PROBLEM REQUIREMENTS. Update the entries below so that every occurrence of "innermost point" reads "central point", and leave all other text as it is.

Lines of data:

+++++

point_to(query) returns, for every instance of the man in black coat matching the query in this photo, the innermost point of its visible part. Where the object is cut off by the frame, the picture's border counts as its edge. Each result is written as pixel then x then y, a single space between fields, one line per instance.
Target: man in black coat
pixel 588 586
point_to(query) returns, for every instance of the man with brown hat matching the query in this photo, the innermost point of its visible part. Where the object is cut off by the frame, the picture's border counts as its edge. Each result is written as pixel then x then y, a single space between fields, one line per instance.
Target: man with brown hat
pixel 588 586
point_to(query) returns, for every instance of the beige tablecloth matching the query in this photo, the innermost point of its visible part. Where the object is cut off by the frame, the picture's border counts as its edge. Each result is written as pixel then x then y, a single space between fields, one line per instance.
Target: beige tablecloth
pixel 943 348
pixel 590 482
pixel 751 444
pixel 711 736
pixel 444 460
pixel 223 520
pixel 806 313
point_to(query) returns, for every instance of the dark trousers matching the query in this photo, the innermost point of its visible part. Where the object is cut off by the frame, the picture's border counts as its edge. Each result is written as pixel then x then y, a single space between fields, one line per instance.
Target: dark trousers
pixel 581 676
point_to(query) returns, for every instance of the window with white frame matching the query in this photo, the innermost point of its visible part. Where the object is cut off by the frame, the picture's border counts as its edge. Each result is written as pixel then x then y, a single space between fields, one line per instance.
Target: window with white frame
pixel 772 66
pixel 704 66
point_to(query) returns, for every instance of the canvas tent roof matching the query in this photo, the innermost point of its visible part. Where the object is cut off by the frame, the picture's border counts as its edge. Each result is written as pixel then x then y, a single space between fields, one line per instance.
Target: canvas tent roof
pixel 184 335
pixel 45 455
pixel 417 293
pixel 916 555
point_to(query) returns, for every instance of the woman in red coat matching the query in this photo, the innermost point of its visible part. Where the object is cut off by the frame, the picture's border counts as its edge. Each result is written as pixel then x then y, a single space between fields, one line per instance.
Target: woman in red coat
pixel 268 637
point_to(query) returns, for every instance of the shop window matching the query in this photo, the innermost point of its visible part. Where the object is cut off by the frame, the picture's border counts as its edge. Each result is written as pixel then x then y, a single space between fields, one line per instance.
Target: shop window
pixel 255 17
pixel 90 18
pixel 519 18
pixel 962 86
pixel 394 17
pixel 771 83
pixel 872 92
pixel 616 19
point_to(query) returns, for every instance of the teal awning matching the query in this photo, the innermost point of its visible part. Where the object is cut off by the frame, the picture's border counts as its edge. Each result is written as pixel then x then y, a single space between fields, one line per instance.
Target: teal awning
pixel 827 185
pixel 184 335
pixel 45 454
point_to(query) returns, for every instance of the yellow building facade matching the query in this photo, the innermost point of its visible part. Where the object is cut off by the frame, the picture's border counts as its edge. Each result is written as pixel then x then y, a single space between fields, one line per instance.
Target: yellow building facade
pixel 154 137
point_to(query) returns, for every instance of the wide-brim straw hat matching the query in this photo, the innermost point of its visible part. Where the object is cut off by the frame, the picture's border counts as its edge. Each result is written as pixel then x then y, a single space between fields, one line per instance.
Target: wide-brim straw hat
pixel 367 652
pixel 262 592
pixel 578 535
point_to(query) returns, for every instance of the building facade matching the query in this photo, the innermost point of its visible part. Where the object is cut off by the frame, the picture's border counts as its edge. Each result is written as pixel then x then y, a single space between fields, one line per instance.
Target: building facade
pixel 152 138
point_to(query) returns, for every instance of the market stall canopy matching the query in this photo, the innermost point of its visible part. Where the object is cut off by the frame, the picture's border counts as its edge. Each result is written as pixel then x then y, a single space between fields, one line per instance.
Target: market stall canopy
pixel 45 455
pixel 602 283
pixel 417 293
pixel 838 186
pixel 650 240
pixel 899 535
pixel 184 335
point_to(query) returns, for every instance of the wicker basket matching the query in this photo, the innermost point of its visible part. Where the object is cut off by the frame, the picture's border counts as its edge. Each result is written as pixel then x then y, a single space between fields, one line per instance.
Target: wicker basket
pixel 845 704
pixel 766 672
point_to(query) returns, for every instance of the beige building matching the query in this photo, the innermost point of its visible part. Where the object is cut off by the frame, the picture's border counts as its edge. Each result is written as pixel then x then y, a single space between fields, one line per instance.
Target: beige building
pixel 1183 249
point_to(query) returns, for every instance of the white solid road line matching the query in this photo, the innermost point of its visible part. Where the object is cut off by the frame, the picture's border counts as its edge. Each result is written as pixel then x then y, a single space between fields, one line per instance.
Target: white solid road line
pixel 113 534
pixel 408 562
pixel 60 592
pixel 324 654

+++++

THE RESPONSE.
point_to(query) returns, for every instance of the man in black coat matching the query in this photo, the central point of its visible part. Where the object is cut off by the frame, the picture's border counts as its edge. Each result is written as pixel then x then y, a single space between fields, one line per instance.
Target: man in black coat
pixel 588 586
point_to(query) returns, for every instance of the man with brown hat matching the query in this photo, the central point of its visible part. Where the object is cut off by the frame, the picture's border counts as its edge. Each result is written as pixel then x then y, a single space between fields, one line per instance.
Target: man with brown hat
pixel 588 586
point_to(query) returns, for every instance of the beige tablecloth matching the query in this photo, the central point of its visible part. Where the object is cut off by the frame, the picture's border counts as its edge. Each result is written as pixel then x then y, a single space between fields, one line per instance.
Target: beige tablecloth
pixel 943 348
pixel 590 482
pixel 751 444
pixel 711 736
pixel 444 460
pixel 223 520
pixel 806 313
point_to(query) returns, for every instance of the dark trousers matching the query in this photo, the central point of its visible part. Where the object is cut off by the frame, the picture's border counts as its edge. Each result is written as pixel then x then y, a single space between fields, one line per instance.
Target: dark trousers
pixel 581 676
point_to(query) returns, for every instance of the window with white frame matching the query in this photo, the central point of its visible part. Where the object is cut off by the frame, the picture's border counts as its edge. Each result is written as pixel then x then y, a single space between fields, one line per instance.
Target: window with white frame
pixel 772 66
pixel 704 66
point_to(query) returns, for every instance of the canvas tent roof matching the query in this photo, the central point of its visible part. Where the object is cut off by the frame, the picture's border counts as its edge. Each result is written as pixel then x then y, a single space between fields, one line per instance.
Target: canvas tent roof
pixel 184 335
pixel 45 455
pixel 417 293
pixel 916 555
point_to(query) returns, for every instance of the woman in red coat matching the query in this photo, the central point of its visible part. Where the object is cut off by the frame, the picture's border counts as its edge. Each result is written as pixel then x then y, a single space between fields, one line per instance.
Target: woman in red coat
pixel 268 637
point_to(query) returns, for every instance of the shop window matching the query in this photo, the central point of its visible part. Where the object is cut off by the frame, the picture's border counts as its edge. Each result is written as pixel then x then y, a single space between fields, one line per instance.
Target: shop window
pixel 255 17
pixel 90 18
pixel 519 18
pixel 962 86
pixel 394 17
pixel 771 83
pixel 872 92
pixel 616 19
point_to(query) returns, for every instance of the teal awning matching the query in this photo, the central point of its visible part. Where the object is cut off by the frame, the picture's border counts as its edge. Each result is written as pixel then x then y, a single space between fields, one line per instance.
Target: teal awning
pixel 827 185
pixel 184 335
pixel 45 454
point_to(query) returns, for every instance of the yellow building facade matching the query in this photo, the central point of its visible part. Where the object is cut off by the frame, the picture's border counts as its edge. Each result is written as pixel then x then y, a single space between fields, one line per instance.
Target: yellow building facade
pixel 154 137
point_to(query) returns, for every instance of the wide-brim straw hat matching the query in this photo, the central point of its visible part. Where the object is cut off by the frame, the picture's border counts as its edge. Each result is written as pixel then x then y, a single space between fields, one line per instance.
Target: wide-brim straw hat
pixel 367 652
pixel 262 592
pixel 578 535
point_to(query) returns, for every instance of the building facade matching the query in this photo, the central point of its visible part. Where the object is cut off by the frame, the picture's border counts as its edge. Each result is written as pixel then x then y, a single space between fields, one line per instance.
Target: building facade
pixel 152 138
point_to(query) returns, for every instance of the market stall canopy matching the query in this photo, the central point of its visible part. Where the object is cut off by the frame, the picture's border counts as its edge. Each result is written as pixel then x then y, a single space between fields, one line per instance.
Target: market stall canopy
pixel 45 455
pixel 602 283
pixel 417 293
pixel 838 186
pixel 650 240
pixel 899 535
pixel 184 335
point_to(query) returns, for every instance of the wicker basket matching the query in this photo, the central point of its visible part. Where the object is cut off by the frame, the picture's border counts as its edge. Each result is written as pixel then x then y, a single space between fields, one line per instance.
Target: wicker basket
pixel 845 704
pixel 766 672
point_to(query) returns, for every instance of the beige building matching the query in this photo, the central point of its visible part. Where the object is cut off by the frame, the picture's border counts as its edge. Each result is written as pixel then x then y, a single space between fields, one line per instance.
Target: beige building
pixel 1183 249
point_to(query) returns, for every instance of the white solid road line matching the query in this photo, the central point of its visible part. Where the object is cut off by the frame, the picture's border counts as its edge. Each result is written as pixel then x then y, a single space between fields, one line per instance.
Target: white solid road line
pixel 113 534
pixel 408 562
pixel 60 592
pixel 324 654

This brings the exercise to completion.